Convert each line of the material below into a JSON list of strings, one string per line, with blank lines dropped. Omit the pictures from your answer.
::::::
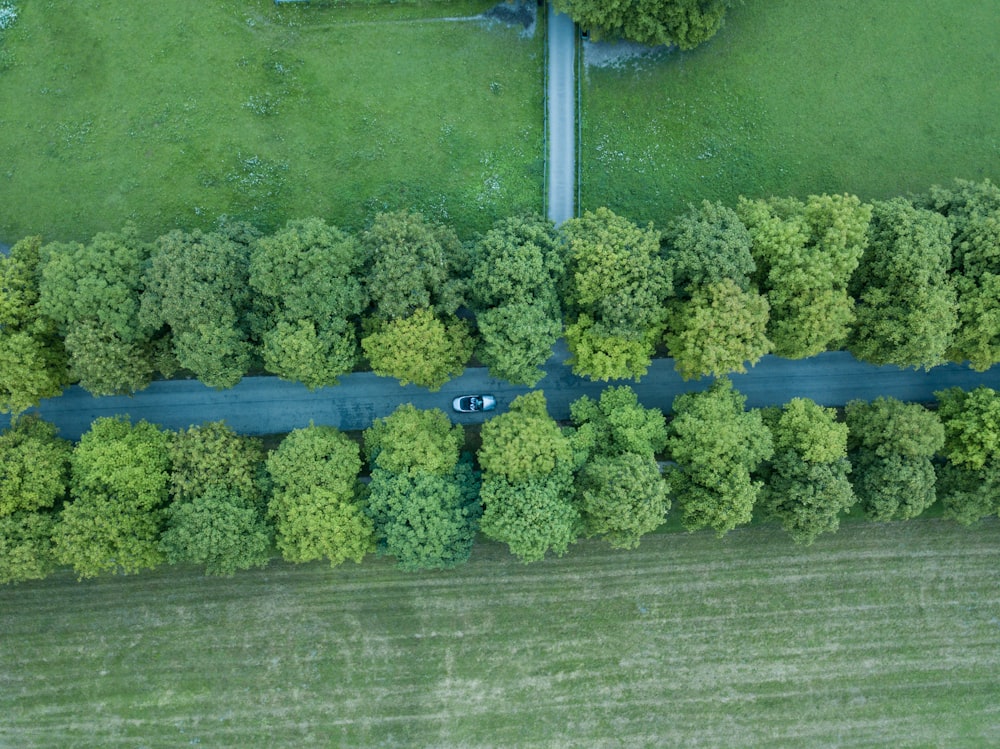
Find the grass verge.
[0,520,1000,749]
[0,0,542,242]
[582,0,1000,222]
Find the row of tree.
[0,379,1000,582]
[0,180,1000,413]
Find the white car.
[451,395,497,414]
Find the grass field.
[0,520,1000,749]
[0,0,543,242]
[581,0,1000,222]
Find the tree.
[556,0,730,50]
[570,386,667,457]
[469,216,565,387]
[361,309,474,391]
[849,198,957,369]
[361,211,465,320]
[737,195,872,359]
[160,421,271,575]
[365,403,465,476]
[758,398,858,545]
[361,212,474,390]
[935,387,1000,525]
[0,237,69,415]
[926,179,1000,371]
[667,378,773,536]
[140,226,253,388]
[38,227,156,395]
[365,404,481,570]
[478,390,574,484]
[53,418,170,578]
[478,390,581,562]
[0,417,72,517]
[570,387,670,549]
[663,200,757,298]
[576,452,670,549]
[845,398,945,521]
[368,461,481,571]
[250,218,368,388]
[562,208,672,380]
[0,512,55,585]
[664,278,771,380]
[266,425,375,566]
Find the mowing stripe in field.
[0,520,1000,748]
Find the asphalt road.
[39,341,1000,439]
[546,3,576,226]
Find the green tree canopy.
[0,237,69,414]
[758,398,858,545]
[478,390,574,483]
[140,226,253,388]
[362,211,465,320]
[737,195,872,359]
[576,452,670,549]
[849,198,957,369]
[368,461,481,570]
[160,421,271,575]
[0,512,56,585]
[926,179,1000,371]
[38,227,157,395]
[0,416,72,517]
[556,0,731,49]
[361,309,474,391]
[667,378,773,536]
[562,208,672,380]
[266,425,375,566]
[53,418,170,578]
[365,403,465,476]
[470,216,565,386]
[664,278,771,380]
[570,385,667,457]
[663,200,756,298]
[845,398,945,521]
[250,218,368,388]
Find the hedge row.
[0,379,1000,582]
[0,180,1000,413]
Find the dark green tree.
[845,398,945,521]
[0,237,69,415]
[365,404,481,570]
[737,195,872,359]
[667,378,773,536]
[266,425,375,566]
[479,390,582,562]
[250,218,368,388]
[758,398,858,545]
[556,0,731,50]
[470,216,565,387]
[140,226,254,388]
[561,208,672,380]
[53,418,170,578]
[160,421,272,575]
[38,227,157,395]
[849,198,957,369]
[926,179,1000,371]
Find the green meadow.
[581,0,1000,222]
[0,0,544,242]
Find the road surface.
[39,341,1000,440]
[546,2,576,226]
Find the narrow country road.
[39,340,1000,440]
[545,2,576,226]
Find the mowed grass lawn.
[0,520,1000,749]
[0,0,544,242]
[582,0,1000,222]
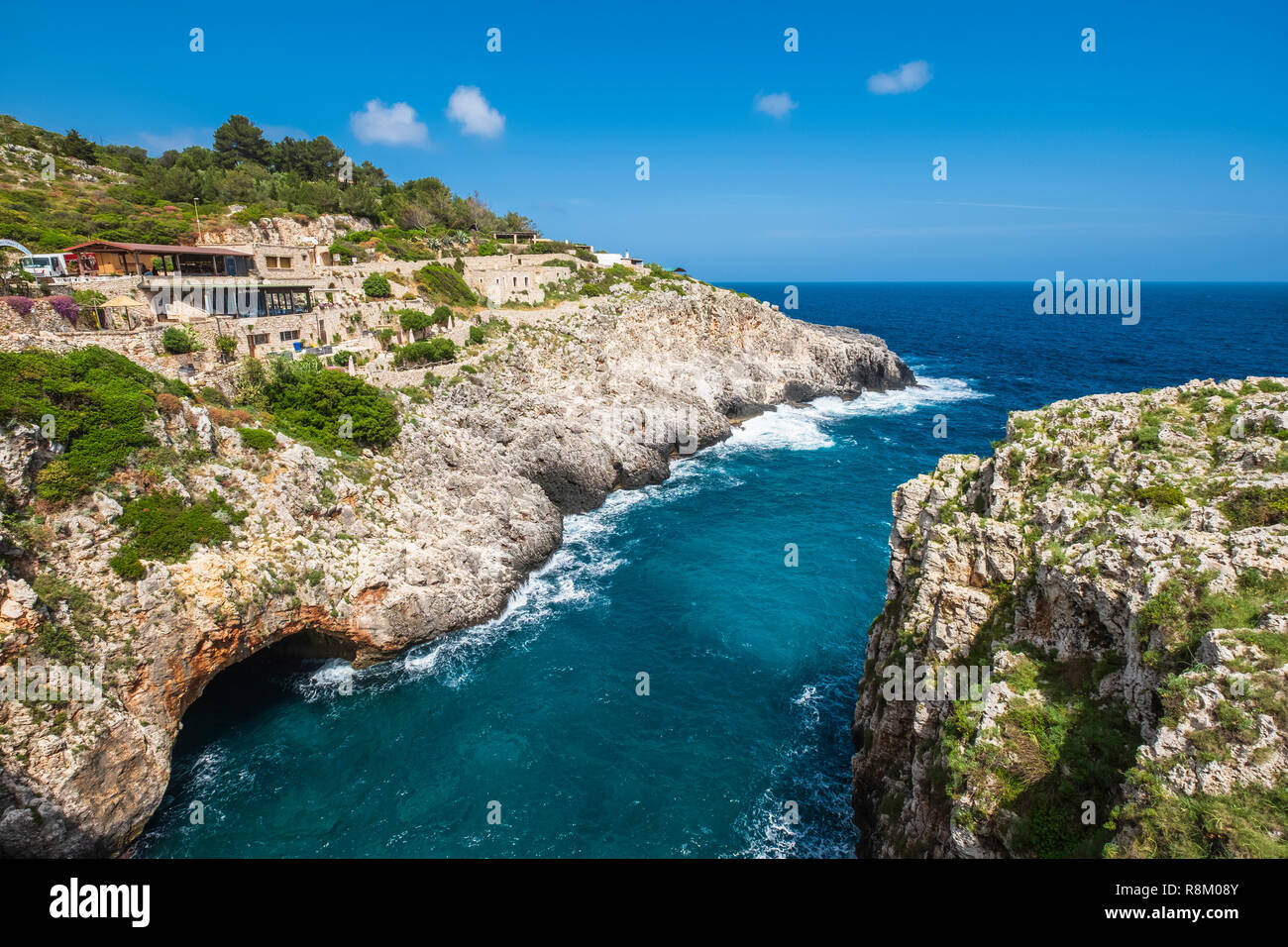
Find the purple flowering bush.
[49,296,80,326]
[0,296,35,317]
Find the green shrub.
[394,337,461,368]
[1130,424,1159,451]
[362,273,394,299]
[110,491,246,579]
[0,346,193,500]
[1221,487,1288,530]
[237,428,277,451]
[416,263,478,305]
[396,309,432,339]
[1136,484,1185,506]
[265,361,396,450]
[161,326,203,356]
[201,385,228,407]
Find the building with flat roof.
[59,240,254,275]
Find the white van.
[18,254,67,275]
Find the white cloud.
[755,91,800,119]
[868,59,930,95]
[447,85,505,138]
[349,99,429,146]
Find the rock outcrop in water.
[853,378,1288,858]
[0,283,913,856]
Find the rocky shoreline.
[0,282,914,856]
[853,377,1288,858]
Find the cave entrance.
[175,630,357,751]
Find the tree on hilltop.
[215,115,273,167]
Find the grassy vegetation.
[237,428,277,451]
[254,357,399,450]
[1221,487,1288,530]
[110,491,246,579]
[0,115,532,259]
[1134,484,1185,506]
[394,338,456,368]
[0,347,194,500]
[415,263,478,305]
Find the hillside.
[853,378,1288,857]
[0,115,533,259]
[0,282,913,856]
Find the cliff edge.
[853,377,1288,858]
[0,282,913,856]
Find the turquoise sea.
[136,283,1288,857]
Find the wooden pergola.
[59,240,253,275]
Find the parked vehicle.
[18,254,98,277]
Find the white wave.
[712,377,991,453]
[728,407,836,451]
[297,377,988,705]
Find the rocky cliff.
[853,378,1288,858]
[0,282,913,856]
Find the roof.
[58,240,255,257]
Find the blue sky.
[0,0,1288,282]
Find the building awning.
[58,240,255,257]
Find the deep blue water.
::::::
-- Task answer --
[
  "Find the grass verge.",
  "[0,520,1000,749]",
  "[0,0,542,242]",
  "[582,0,1000,222]",
  "Find the row of tree.",
  "[0,379,1000,582]",
  "[0,180,1000,413]",
  "Find the white car.",
  "[451,395,497,414]",
  "Find the grass field.",
  "[0,520,1000,749]",
  "[0,0,543,242]",
  "[581,0,1000,222]",
  "Find the tree.",
  "[556,0,730,50]",
  "[570,386,667,457]",
  "[469,216,565,387]",
  "[361,309,474,391]",
  "[849,198,957,369]",
  "[361,211,465,320]",
  "[737,195,872,359]",
  "[160,421,271,575]",
  "[365,403,465,476]",
  "[758,398,858,545]",
  "[361,212,474,390]",
  "[935,387,1000,525]",
  "[0,237,69,415]",
  "[926,179,1000,371]",
  "[667,378,773,536]",
  "[140,226,253,388]",
  "[38,227,156,395]",
  "[365,404,481,570]",
  "[478,390,574,484]",
  "[53,418,170,578]",
  "[478,390,581,562]",
  "[0,417,72,517]",
  "[570,387,670,549]",
  "[663,200,757,298]",
  "[576,452,670,549]",
  "[845,398,945,521]",
  "[368,461,481,571]",
  "[250,218,368,388]",
  "[562,208,672,380]",
  "[0,512,55,585]",
  "[664,278,771,380]",
  "[266,425,375,566]",
  "Find the mowing stripe in field.",
  "[0,520,1000,748]",
  "Find the asphalt road.",
  "[39,341,1000,439]",
  "[546,3,576,226]",
  "Find the green tree canopy.",
  "[0,237,69,414]",
  "[758,398,858,545]",
  "[478,390,574,483]",
  "[140,226,253,388]",
  "[362,211,465,320]",
  "[737,195,872,359]",
  "[576,452,670,549]",
  "[849,198,957,369]",
  "[368,461,481,570]",
  "[160,421,271,575]",
  "[0,512,56,585]",
  "[926,179,1000,371]",
  "[38,227,157,395]",
  "[0,416,72,517]",
  "[556,0,731,49]",
  "[361,309,474,391]",
  "[667,378,773,536]",
  "[562,208,672,380]",
  "[266,425,375,566]",
  "[53,418,170,578]",
  "[365,403,465,476]",
  "[470,216,565,386]",
  "[664,278,771,380]",
  "[570,385,667,457]",
  "[663,200,756,298]",
  "[845,398,945,521]",
  "[250,218,368,388]",
  "Find the hedge row.",
  "[0,379,1000,582]",
  "[0,180,1000,413]",
  "Find the dark green tree.",
  "[845,398,945,521]",
  "[0,237,69,415]",
  "[365,404,481,570]",
  "[737,195,872,359]",
  "[667,378,773,536]",
  "[266,425,375,566]",
  "[479,390,582,562]",
  "[250,218,368,388]",
  "[758,398,858,545]",
  "[556,0,731,50]",
  "[470,216,565,387]",
  "[140,226,254,388]",
  "[561,208,672,380]",
  "[53,418,170,578]",
  "[160,421,272,575]",
  "[38,227,157,395]",
  "[849,198,957,369]",
  "[926,179,1000,371]",
  "Find the green meadow.",
  "[581,0,1000,222]",
  "[0,0,544,242]",
  "Find the road surface.",
  "[39,341,1000,440]",
  "[546,2,576,226]",
  "Find the narrow country road.",
  "[39,340,1000,440]",
  "[545,2,576,226]",
  "Find the mowed grass lawn.",
  "[0,520,1000,749]",
  "[0,0,544,242]",
  "[582,0,1000,222]",
  "Find the purple flowering bush.",
  "[49,296,80,326]",
  "[0,296,35,317]",
  "Find the green shrub.",
  "[394,337,461,368]",
  "[1130,424,1159,451]",
  "[362,273,394,299]",
  "[110,491,246,579]",
  "[0,346,193,500]",
  "[1221,487,1288,530]",
  "[237,428,277,451]",
  "[416,263,478,305]",
  "[396,309,432,339]",
  "[1136,484,1185,506]",
  "[265,361,396,450]",
  "[161,326,203,356]",
  "[201,385,228,407]",
  "Find the building with flat roof.",
  "[59,240,254,275]",
  "Find the white van.",
  "[18,254,67,275]",
  "Find the white cloud.",
  "[755,91,800,119]",
  "[868,59,930,95]",
  "[447,85,505,138]",
  "[349,99,429,146]",
  "Find the rock outcrop in water.",
  "[853,378,1288,858]",
  "[0,283,913,856]",
  "Find the rocky shoreline.",
  "[0,282,914,856]",
  "[853,377,1288,858]",
  "Find the cave entrance.",
  "[175,630,357,751]",
  "Find the tree on hilltop.",
  "[215,115,273,167]",
  "Find the grassy vegetation.",
  "[237,428,277,451]",
  "[254,357,399,450]",
  "[1221,487,1288,530]",
  "[110,491,246,579]",
  "[0,115,532,259]",
  "[1134,484,1185,506]",
  "[394,338,456,368]",
  "[0,347,194,500]",
  "[415,263,478,305]",
  "Find the hillside.",
  "[853,378,1288,857]",
  "[0,115,533,259]",
  "[0,282,913,856]",
  "Find the cliff edge.",
  "[853,377,1288,858]",
  "[0,282,913,856]",
  "Find the turquoise sea.",
  "[136,283,1288,857]",
  "Find the wooden pergola.",
  "[59,240,253,275]",
  "Find the parked vehicle.",
  "[18,254,98,277]",
  "Find the white wave.",
  "[712,377,991,453]",
  "[728,407,836,451]",
  "[297,377,988,705]",
  "Find the rocky cliff.",
  "[853,378,1288,858]",
  "[0,282,913,856]",
  "Find the roof.",
  "[58,240,255,257]",
  "Find the blue sky.",
  "[0,0,1288,282]",
  "Find the building awning.",
  "[58,240,255,257]",
  "Find the deep blue water."
]